ANWEISUNG:
Bringe das Material zwischen den Zeilen mit „Reviewer note: confirm that each instance of the fallen“ und „[(164, 97), (283, 179), (288, 48), (340, 69), (228, 29)]“ (beide einschließlich) in eine zweispaltige CSV mit den Spalten „anfrage“ und „antwort“. Jede Zeile enthält einen Text und seine Antwort, jeweils in einem Feld in Anführungszeichen, und Zeilenumbrüche werden durch Leerzeichen ersetzt.

################

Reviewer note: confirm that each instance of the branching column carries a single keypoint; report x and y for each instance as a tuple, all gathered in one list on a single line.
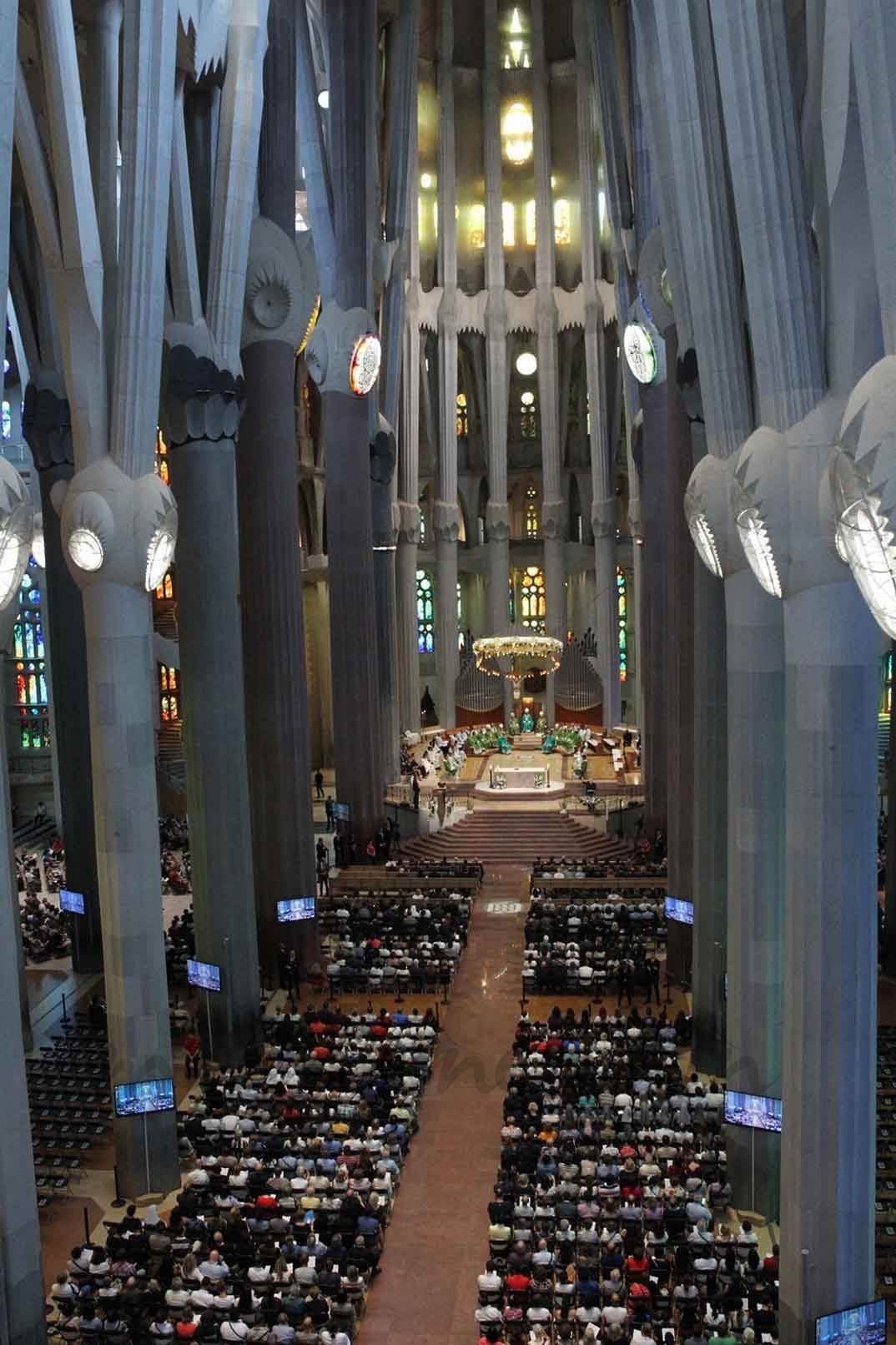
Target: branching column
[(268, 496), (48, 430), (496, 511), (353, 52), (553, 514), (447, 516)]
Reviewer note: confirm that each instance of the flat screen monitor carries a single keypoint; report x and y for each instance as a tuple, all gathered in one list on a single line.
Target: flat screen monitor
[(753, 1110), (144, 1098), (204, 974), (863, 1325), (298, 908), (680, 909)]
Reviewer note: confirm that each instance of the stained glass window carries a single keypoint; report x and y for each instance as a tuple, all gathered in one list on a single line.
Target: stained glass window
[(527, 416), (424, 612), (162, 457), (476, 226), (533, 599), (531, 512), (30, 666), (562, 224), (509, 224), (461, 415), (622, 615)]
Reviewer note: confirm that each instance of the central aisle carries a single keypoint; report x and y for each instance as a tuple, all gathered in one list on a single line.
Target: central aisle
[(437, 1239)]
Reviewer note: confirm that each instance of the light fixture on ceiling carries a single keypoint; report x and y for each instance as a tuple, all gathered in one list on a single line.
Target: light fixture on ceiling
[(641, 353)]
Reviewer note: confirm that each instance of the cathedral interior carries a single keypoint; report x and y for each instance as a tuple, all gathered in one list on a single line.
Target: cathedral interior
[(447, 600)]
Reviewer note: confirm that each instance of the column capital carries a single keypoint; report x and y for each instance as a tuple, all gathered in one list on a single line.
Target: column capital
[(199, 400), (445, 522), (46, 422), (408, 522), (553, 520), (603, 518), (496, 521)]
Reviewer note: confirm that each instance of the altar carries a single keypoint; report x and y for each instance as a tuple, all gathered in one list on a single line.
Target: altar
[(520, 778)]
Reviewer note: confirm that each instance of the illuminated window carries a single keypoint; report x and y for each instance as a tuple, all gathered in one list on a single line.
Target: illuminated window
[(527, 419), (562, 224), (476, 226), (162, 457), (531, 593), (509, 224), (517, 132), (424, 612), (169, 689), (531, 224), (517, 55), (531, 512), (461, 415), (31, 668), (622, 615)]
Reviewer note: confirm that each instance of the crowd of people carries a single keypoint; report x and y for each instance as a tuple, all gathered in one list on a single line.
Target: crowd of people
[(597, 945), (292, 1168), (608, 1213), (395, 943), (45, 932)]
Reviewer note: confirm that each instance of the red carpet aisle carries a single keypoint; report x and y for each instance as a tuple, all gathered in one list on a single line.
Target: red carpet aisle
[(437, 1239)]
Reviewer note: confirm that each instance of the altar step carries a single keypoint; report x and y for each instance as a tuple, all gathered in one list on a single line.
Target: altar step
[(517, 839)]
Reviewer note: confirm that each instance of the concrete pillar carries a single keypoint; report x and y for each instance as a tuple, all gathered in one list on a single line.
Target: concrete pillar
[(269, 565), (553, 512), (123, 692), (654, 652), (22, 1297), (48, 433), (401, 159), (757, 817), (447, 518), (213, 698), (680, 654), (830, 951), (603, 509)]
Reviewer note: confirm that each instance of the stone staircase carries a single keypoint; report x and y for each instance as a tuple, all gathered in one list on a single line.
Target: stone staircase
[(516, 839)]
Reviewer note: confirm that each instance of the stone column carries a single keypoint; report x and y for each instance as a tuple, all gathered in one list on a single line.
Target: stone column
[(410, 520), (680, 665), (603, 507), (496, 511), (401, 190), (269, 564), (123, 692), (357, 703), (48, 430), (553, 514), (654, 652), (447, 516), (22, 1299), (829, 1059), (204, 485)]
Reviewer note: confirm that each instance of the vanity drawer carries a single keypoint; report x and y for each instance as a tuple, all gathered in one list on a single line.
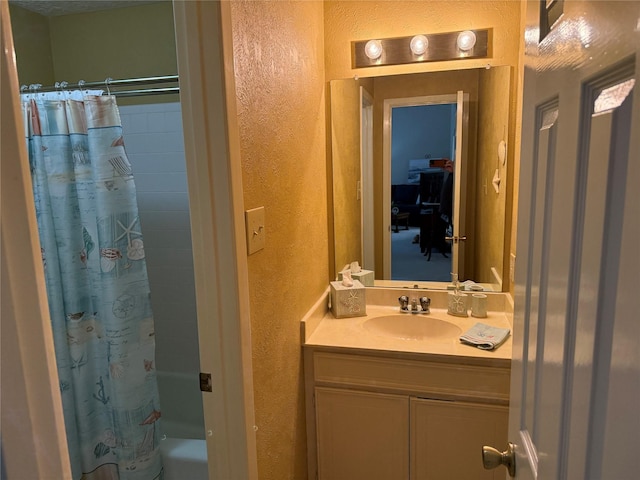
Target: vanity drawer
[(433, 379)]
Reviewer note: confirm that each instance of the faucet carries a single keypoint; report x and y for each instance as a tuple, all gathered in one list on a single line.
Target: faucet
[(404, 302), (425, 302), (414, 305)]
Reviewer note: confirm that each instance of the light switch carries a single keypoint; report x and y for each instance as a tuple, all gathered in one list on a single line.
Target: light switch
[(254, 223)]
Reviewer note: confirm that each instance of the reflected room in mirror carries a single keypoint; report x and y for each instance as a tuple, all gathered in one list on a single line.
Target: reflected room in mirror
[(397, 142)]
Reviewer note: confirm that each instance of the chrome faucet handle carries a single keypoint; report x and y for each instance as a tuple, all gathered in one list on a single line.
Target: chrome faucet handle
[(425, 302), (414, 304), (404, 302)]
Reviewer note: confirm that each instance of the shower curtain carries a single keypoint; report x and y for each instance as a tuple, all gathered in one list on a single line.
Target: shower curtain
[(98, 292)]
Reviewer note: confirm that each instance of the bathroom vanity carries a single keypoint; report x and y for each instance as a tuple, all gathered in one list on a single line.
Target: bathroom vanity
[(391, 397)]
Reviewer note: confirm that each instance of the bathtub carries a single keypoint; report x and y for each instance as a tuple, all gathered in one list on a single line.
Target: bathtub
[(184, 458), (183, 447)]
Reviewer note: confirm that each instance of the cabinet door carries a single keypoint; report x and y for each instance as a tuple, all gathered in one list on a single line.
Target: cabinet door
[(361, 436), (447, 437)]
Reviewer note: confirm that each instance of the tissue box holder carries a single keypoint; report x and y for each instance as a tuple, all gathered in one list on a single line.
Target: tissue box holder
[(363, 276), (348, 301)]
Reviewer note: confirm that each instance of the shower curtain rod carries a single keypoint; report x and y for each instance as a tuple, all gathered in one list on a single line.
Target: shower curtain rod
[(108, 83)]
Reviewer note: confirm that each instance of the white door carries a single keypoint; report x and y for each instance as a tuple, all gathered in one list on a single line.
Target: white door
[(575, 386)]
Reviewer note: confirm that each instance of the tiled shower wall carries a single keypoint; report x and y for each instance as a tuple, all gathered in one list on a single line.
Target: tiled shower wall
[(154, 144)]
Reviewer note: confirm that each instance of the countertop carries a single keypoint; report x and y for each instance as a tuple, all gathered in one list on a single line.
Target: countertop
[(350, 333)]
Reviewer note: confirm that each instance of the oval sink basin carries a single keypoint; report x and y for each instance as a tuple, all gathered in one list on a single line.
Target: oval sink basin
[(413, 327)]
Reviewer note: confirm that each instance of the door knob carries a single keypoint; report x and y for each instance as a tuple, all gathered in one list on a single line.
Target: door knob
[(492, 458)]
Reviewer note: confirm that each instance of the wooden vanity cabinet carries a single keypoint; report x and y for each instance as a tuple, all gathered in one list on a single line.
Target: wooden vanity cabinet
[(392, 416)]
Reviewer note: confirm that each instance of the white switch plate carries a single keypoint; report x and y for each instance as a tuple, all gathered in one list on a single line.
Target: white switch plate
[(254, 223)]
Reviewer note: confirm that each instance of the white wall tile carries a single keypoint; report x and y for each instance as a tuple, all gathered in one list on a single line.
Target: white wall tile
[(154, 144)]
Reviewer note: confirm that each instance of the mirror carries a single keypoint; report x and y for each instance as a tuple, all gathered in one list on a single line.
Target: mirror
[(362, 174)]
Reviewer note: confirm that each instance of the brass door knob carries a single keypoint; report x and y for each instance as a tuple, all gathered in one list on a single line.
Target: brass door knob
[(492, 458)]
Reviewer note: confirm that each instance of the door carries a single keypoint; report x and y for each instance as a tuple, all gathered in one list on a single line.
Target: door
[(576, 362), (461, 100), (444, 438), (361, 435)]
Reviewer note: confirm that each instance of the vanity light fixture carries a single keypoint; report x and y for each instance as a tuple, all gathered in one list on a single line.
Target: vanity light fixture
[(466, 40), (423, 47), (373, 49), (419, 44)]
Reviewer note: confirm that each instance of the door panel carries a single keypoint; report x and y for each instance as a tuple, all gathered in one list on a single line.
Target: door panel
[(445, 437), (361, 435), (575, 345)]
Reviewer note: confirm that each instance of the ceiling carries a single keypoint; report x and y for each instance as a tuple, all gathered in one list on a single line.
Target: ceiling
[(51, 8)]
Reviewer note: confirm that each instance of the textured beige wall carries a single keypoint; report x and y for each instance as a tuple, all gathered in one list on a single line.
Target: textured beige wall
[(347, 21), (490, 206), (278, 60), (32, 45), (345, 159)]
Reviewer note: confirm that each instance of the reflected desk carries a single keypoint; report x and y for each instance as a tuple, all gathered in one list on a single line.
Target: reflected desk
[(396, 218), (431, 230)]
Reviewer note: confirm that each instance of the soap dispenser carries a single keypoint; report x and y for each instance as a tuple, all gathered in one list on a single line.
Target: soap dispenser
[(457, 301)]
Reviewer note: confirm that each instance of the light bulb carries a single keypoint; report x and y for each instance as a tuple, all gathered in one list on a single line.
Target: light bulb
[(373, 49), (419, 44), (466, 40)]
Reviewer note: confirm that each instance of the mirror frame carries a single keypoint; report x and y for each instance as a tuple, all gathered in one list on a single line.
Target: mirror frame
[(485, 87)]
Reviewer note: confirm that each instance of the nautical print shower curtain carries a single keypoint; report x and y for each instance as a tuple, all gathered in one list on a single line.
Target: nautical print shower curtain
[(93, 255)]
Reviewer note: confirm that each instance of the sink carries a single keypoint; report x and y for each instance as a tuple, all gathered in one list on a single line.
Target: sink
[(413, 327)]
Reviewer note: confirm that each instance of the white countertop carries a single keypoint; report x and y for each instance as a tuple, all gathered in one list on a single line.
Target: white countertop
[(350, 333)]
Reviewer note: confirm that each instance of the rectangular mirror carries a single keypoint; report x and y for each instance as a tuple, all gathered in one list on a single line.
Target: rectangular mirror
[(388, 176)]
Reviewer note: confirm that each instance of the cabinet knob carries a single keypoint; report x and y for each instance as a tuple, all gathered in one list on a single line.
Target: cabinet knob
[(492, 458)]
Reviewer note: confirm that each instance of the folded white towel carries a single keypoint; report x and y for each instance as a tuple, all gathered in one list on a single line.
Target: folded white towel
[(484, 336)]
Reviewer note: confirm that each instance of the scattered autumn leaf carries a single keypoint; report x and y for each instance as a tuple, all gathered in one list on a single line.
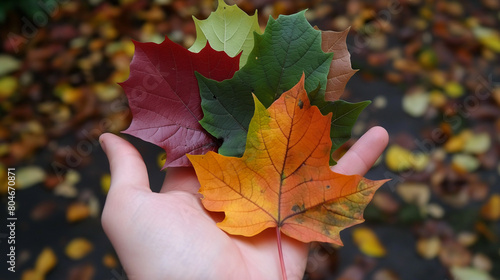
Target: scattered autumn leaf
[(78, 248), (368, 242)]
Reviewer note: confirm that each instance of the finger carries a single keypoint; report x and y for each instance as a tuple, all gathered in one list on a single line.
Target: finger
[(128, 171), (363, 154), (181, 179)]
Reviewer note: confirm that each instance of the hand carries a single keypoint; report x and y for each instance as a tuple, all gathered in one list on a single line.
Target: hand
[(169, 235)]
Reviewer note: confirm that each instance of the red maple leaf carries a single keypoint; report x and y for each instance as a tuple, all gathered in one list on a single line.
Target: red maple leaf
[(164, 97)]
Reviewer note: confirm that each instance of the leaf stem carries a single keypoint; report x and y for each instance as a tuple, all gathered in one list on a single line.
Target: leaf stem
[(280, 252)]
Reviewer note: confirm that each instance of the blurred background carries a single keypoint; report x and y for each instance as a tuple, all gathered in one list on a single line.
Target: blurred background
[(430, 68)]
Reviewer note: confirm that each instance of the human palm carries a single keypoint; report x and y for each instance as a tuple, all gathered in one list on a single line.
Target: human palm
[(169, 235)]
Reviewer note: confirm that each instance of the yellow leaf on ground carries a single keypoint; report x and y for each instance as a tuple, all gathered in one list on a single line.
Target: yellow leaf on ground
[(368, 242)]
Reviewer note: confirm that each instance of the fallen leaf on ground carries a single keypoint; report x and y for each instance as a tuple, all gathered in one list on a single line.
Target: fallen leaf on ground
[(368, 242)]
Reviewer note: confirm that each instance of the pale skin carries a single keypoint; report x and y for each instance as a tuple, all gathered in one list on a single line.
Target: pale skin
[(169, 235)]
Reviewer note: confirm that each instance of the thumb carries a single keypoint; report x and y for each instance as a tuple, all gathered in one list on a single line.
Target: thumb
[(128, 171)]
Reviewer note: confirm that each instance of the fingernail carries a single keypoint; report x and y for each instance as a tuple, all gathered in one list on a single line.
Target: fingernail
[(103, 146)]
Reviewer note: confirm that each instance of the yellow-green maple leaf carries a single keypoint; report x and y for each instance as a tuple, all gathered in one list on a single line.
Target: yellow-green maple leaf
[(228, 29)]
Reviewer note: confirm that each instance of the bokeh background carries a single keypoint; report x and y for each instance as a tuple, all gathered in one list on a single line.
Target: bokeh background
[(431, 69)]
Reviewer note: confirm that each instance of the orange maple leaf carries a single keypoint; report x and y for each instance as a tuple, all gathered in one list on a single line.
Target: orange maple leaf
[(283, 178)]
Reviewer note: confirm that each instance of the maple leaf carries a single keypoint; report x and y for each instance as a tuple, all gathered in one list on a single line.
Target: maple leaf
[(164, 97), (283, 179), (288, 48), (340, 69), (228, 29)]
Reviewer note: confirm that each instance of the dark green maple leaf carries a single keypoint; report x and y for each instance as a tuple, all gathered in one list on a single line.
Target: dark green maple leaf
[(289, 48)]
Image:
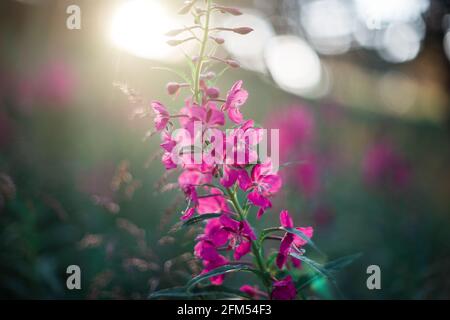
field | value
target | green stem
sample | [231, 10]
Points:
[199, 66]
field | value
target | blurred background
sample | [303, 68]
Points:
[359, 89]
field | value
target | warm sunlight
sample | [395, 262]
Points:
[138, 27]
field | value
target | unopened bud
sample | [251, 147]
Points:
[213, 92]
[218, 40]
[187, 7]
[172, 88]
[232, 63]
[242, 30]
[209, 75]
[233, 11]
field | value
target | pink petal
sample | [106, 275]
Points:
[286, 220]
[235, 115]
[242, 250]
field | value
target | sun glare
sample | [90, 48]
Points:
[138, 27]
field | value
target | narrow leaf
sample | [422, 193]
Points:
[194, 220]
[313, 264]
[304, 237]
[219, 271]
[208, 291]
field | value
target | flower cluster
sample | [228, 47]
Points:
[231, 170]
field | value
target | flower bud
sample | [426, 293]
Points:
[218, 40]
[172, 88]
[242, 30]
[232, 63]
[209, 75]
[213, 92]
[187, 7]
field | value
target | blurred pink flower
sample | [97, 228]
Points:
[296, 125]
[284, 289]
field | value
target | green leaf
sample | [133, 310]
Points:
[221, 270]
[194, 220]
[265, 233]
[304, 237]
[313, 264]
[178, 73]
[340, 263]
[208, 291]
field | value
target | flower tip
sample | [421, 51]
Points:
[232, 11]
[232, 63]
[172, 88]
[213, 92]
[174, 32]
[242, 30]
[218, 40]
[173, 43]
[187, 7]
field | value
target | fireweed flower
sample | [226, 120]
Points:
[236, 97]
[262, 184]
[240, 235]
[291, 242]
[213, 184]
[161, 115]
[284, 290]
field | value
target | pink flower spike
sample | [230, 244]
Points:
[167, 161]
[161, 115]
[290, 242]
[286, 220]
[188, 214]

################

ANTWORT ZUR AUFGABE:
anfrage,antwort
"Reviewer note: confirm that each instance of the fallen leaf on ground carries a single keypoint; report x and y for each instance as a tuple, all gathered in one list on a single line. Target: fallen leaf on ground","[(368, 242)]"
"Reviewer note: confirm that each instance of the pale skin carries a single keypoint; report x and y for each instance as a tuple, all gathered in one list on a single line. Target: pale skin","[(169, 235)]"
"Reviewer note: confirm that each instance of the thumb carries a single keypoint; report x and y for each instance as a tuple, all gathered in one list on a single line. Target: thumb","[(128, 171)]"
"Reviewer note: confirm that each instance of the fingernail carries a single keypoint; report x and y for each instance as a tuple, all gathered in one list on a single line. Target: fingernail","[(103, 146)]"
"Reviewer note: confirm that each instance of the yellow-green maple leaf carries a single keypoint; report x and y for each instance as a tuple, all gathered in one list on a single line. Target: yellow-green maple leaf","[(228, 29)]"
"Reviewer note: confirm that each instance of the bokeh background carries a single keypoint; report x and y for each instance as a tuple, all gathered in one list on a single line. Target: bokeh background","[(431, 69)]"
"Reviewer note: confirm that each instance of the orange maple leaf carries a single keypoint; report x and y for each instance as a tuple, all gathered in one list on a single line. Target: orange maple leaf","[(283, 178)]"
"Reviewer note: confirm that each instance of the maple leaf carries a single keypoint; report x and y for each instance as a tuple, all gathered in one list on a single line. Target: maple leaf","[(164, 97), (283, 179), (288, 48), (340, 69), (228, 29)]"